Excerpted data:
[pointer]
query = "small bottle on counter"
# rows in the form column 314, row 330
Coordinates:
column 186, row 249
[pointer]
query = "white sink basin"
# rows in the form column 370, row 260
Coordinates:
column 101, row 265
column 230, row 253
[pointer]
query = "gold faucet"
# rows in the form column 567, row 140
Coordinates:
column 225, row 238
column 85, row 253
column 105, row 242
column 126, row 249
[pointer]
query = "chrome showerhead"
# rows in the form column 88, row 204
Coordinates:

...

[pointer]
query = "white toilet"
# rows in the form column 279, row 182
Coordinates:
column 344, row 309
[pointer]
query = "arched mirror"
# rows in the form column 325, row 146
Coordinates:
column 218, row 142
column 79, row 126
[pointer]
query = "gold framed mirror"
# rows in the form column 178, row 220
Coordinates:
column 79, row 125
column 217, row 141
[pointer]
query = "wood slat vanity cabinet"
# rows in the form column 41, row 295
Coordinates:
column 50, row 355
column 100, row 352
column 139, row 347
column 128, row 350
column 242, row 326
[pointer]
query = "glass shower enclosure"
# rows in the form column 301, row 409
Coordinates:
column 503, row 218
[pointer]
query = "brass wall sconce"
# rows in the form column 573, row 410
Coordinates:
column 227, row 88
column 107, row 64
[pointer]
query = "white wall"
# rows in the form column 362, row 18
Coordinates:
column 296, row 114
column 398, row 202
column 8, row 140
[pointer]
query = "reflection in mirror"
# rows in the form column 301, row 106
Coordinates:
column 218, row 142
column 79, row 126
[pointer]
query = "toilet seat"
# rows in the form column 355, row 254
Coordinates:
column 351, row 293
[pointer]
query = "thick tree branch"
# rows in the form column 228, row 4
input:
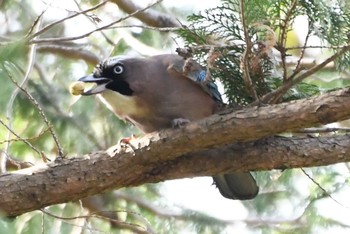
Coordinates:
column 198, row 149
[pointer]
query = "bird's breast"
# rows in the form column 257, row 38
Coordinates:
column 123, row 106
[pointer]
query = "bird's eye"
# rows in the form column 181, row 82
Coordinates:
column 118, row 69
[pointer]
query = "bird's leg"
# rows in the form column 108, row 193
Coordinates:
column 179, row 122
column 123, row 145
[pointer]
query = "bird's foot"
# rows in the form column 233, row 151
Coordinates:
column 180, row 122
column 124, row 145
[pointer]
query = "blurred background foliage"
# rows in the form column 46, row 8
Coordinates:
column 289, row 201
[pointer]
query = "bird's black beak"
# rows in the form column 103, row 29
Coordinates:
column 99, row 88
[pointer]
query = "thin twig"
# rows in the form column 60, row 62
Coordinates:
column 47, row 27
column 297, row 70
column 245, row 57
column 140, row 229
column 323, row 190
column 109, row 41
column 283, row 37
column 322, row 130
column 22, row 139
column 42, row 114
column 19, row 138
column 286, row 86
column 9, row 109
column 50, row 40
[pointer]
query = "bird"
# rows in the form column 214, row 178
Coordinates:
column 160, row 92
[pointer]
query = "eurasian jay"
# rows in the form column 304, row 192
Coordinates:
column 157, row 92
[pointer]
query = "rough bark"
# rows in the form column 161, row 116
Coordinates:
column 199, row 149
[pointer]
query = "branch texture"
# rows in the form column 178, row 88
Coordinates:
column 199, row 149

Task details: Count the lines in the rows above that contain the word "gold". Reply with the number only.

Result for this exercise: 2